======== Data for this task

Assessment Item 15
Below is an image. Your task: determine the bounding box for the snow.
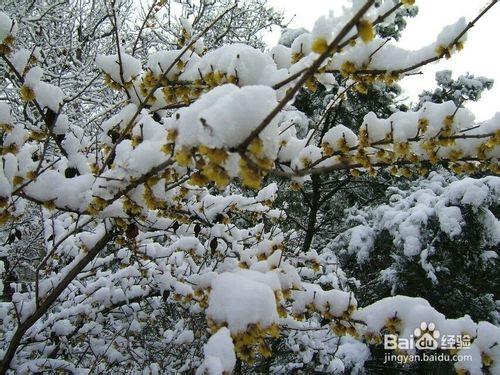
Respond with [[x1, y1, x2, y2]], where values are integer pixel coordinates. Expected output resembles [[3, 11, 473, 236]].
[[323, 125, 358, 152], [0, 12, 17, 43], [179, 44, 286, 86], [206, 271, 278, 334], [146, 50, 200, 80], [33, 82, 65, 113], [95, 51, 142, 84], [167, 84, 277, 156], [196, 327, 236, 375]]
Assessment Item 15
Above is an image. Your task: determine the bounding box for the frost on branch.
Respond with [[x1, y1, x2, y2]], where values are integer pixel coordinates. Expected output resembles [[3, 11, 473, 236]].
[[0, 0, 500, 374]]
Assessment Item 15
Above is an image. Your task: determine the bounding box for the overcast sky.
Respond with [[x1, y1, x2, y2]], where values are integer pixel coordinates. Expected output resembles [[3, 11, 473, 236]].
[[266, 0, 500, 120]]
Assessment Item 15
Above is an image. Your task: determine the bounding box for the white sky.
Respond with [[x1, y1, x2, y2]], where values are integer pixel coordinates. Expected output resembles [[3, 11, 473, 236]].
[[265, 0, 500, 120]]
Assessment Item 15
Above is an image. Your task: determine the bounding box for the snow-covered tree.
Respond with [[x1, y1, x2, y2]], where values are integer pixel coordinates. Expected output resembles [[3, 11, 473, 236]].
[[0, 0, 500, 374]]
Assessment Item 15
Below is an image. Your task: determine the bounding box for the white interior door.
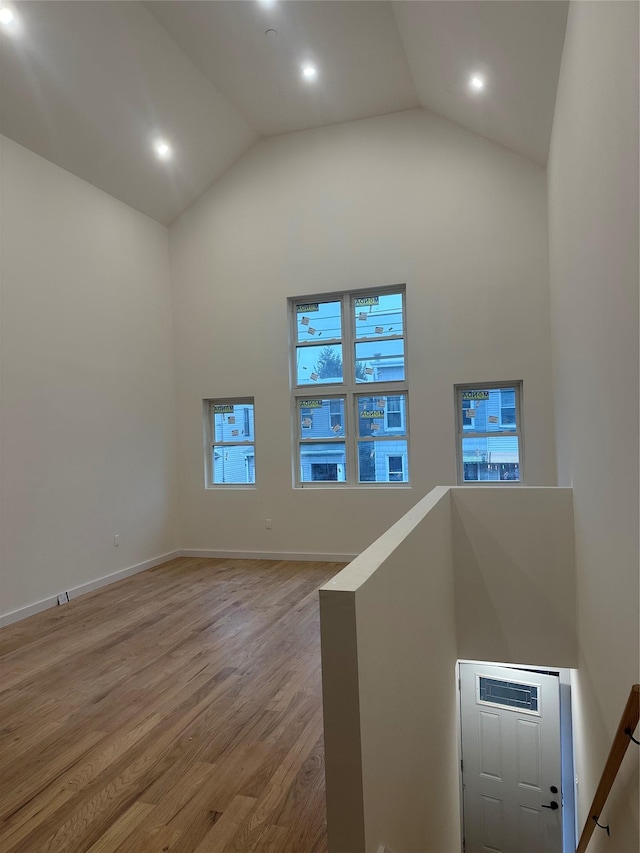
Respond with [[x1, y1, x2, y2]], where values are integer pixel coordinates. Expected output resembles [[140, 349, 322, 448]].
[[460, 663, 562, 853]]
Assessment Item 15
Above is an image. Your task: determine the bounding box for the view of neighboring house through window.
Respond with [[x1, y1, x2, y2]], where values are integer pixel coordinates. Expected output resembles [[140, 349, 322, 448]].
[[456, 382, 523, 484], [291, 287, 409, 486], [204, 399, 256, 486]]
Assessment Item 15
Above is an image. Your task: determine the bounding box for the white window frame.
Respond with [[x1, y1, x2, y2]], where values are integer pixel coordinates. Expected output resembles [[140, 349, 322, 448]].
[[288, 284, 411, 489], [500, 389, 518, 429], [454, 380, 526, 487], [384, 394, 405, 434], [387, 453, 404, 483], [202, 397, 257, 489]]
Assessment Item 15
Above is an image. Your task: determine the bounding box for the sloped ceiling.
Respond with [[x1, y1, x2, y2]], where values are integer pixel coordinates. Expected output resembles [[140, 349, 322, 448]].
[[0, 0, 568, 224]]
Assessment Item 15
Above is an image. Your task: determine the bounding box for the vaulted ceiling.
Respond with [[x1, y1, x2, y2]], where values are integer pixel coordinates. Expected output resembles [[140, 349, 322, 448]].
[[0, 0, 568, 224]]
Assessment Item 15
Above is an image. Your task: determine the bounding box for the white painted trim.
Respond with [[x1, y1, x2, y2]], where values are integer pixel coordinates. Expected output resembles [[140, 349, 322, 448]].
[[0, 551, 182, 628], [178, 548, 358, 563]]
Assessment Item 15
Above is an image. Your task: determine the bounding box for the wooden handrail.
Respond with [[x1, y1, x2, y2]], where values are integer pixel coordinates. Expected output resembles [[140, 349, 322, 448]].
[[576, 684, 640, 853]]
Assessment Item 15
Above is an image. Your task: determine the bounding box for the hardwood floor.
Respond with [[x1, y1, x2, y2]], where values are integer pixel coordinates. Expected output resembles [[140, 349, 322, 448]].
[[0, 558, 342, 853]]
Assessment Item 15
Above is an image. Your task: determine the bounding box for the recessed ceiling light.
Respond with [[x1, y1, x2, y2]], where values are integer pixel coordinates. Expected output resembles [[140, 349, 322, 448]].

================

== The problem ==
Rewrite all of the data above as a JSON list of strings, one string per line, skipping blank lines. Leave the pictures out.

== Response to this exercise ==
[
  "Assessment Item 15",
  "Below is an image. Your task: determine the bounding box for the snow.",
  "Respond with [[x1, y1, x2, y2]], where values are integer pixel coordinates. Expected output resembles [[3, 11, 473, 236]].",
  "[[323, 125, 358, 152], [0, 12, 17, 43], [179, 44, 286, 86], [206, 271, 278, 334], [146, 50, 200, 80], [33, 82, 65, 113], [95, 51, 142, 84], [167, 84, 277, 156], [196, 327, 236, 375]]",
  "Assessment Item 15",
  "Above is an image. Your task: determine the bounding box for the frost on branch.",
  "Respond with [[x1, y1, x2, y2]], where values are integer pixel coordinates. Expected output resembles [[3, 11, 473, 236]].",
  "[[0, 0, 500, 374]]",
  "Assessment Item 15",
  "Above is an image. Your task: determine the bounding box for the overcast sky.",
  "Respond with [[x1, y1, x2, y2]], where values are integer pixel coordinates. Expected output resembles [[3, 11, 473, 236]].",
  "[[266, 0, 500, 120]]",
  "Assessment Item 15",
  "Above is an image. Your task: determine the bounding box for the white sky.",
  "Respond with [[x1, y1, x2, y2]], where values are integer pixel coordinates. Expected output resembles [[3, 11, 473, 236]].",
  "[[265, 0, 500, 120]]",
  "Assessment Item 15",
  "Above is an image. Your task: determine the bounding box for the snow-covered tree.",
  "Respond with [[x1, y1, x2, y2]], where values are integer pixel coordinates. Expected output resembles [[3, 11, 473, 236]].",
  "[[0, 0, 500, 374]]",
  "Assessment Item 15",
  "Below is an image. Your task: determine the bounding box for the white interior door.",
  "Respond with [[x1, y1, x2, y2]], where values are integer pixel coordinates. Expected output resembles [[140, 349, 322, 448]].",
  "[[460, 663, 562, 853]]",
  "Assessment Item 15",
  "Above is an image. Your task: determine the bounding box for the view of neighboring house through window.",
  "Respond with [[x1, y1, x2, y2]], where values are integer pixel coordinates. Expected output resembles [[140, 349, 322, 448]].",
  "[[456, 382, 523, 484], [291, 287, 409, 486], [204, 399, 256, 486]]",
  "Assessment Item 15",
  "Above is an image. Your task: determine the bounding box for the white window frame.",
  "Respond with [[x1, y1, x2, y2]], where values are integer pixel coordinates. Expected output resembles [[140, 349, 322, 448]].",
  "[[288, 284, 411, 489], [500, 389, 518, 429], [454, 380, 526, 487], [384, 394, 405, 434], [387, 453, 404, 483], [202, 397, 257, 489]]",
  "Assessment Item 15",
  "Above is an image. Your task: determine the bounding box for the sloped ceiling.",
  "Respond with [[x1, y1, x2, y2]], where values are integer pixel coordinates. Expected output resembles [[140, 349, 322, 448]].",
  "[[0, 0, 568, 224]]",
  "Assessment Item 15",
  "Above is an image. Your task: determine the bounding box for the vaulted ceiling.",
  "Respond with [[x1, y1, x2, y2]], where values are integer pixel coordinates. Expected output resembles [[140, 349, 322, 448]].",
  "[[0, 0, 568, 224]]",
  "Assessment Item 15",
  "Above is an image. Your task: determine the bounding box for the white painted trim.",
  "Respond with [[x1, y1, x2, y2]], where values are integer pixel coordinates. Expected output resembles [[140, 349, 322, 448]].",
  "[[0, 551, 182, 628], [178, 548, 358, 563]]",
  "Assessment Item 15",
  "Above is an image. Your task: determine the bounding box for the wooden handrail.",
  "Respond with [[x1, y1, x2, y2]], where values are integer pixel coordinates. Expected output resembles [[140, 349, 322, 448]].",
  "[[576, 684, 640, 853]]",
  "Assessment Item 15",
  "Above is an image. Your task: determine the bounding box for the hardwood floor.",
  "Respond with [[x1, y1, x2, y2]], where values are integer pixel coordinates. Expected output resembles [[140, 349, 322, 448]].",
  "[[0, 558, 342, 853]]",
  "Assessment Item 15",
  "Above is an image. Your task: determine the bounding box for the recessed ceiling light.",
  "Respond with [[x1, y1, x2, y2]], where values are integer pixel coordinates. Expected output resembles [[140, 349, 322, 448]]."
]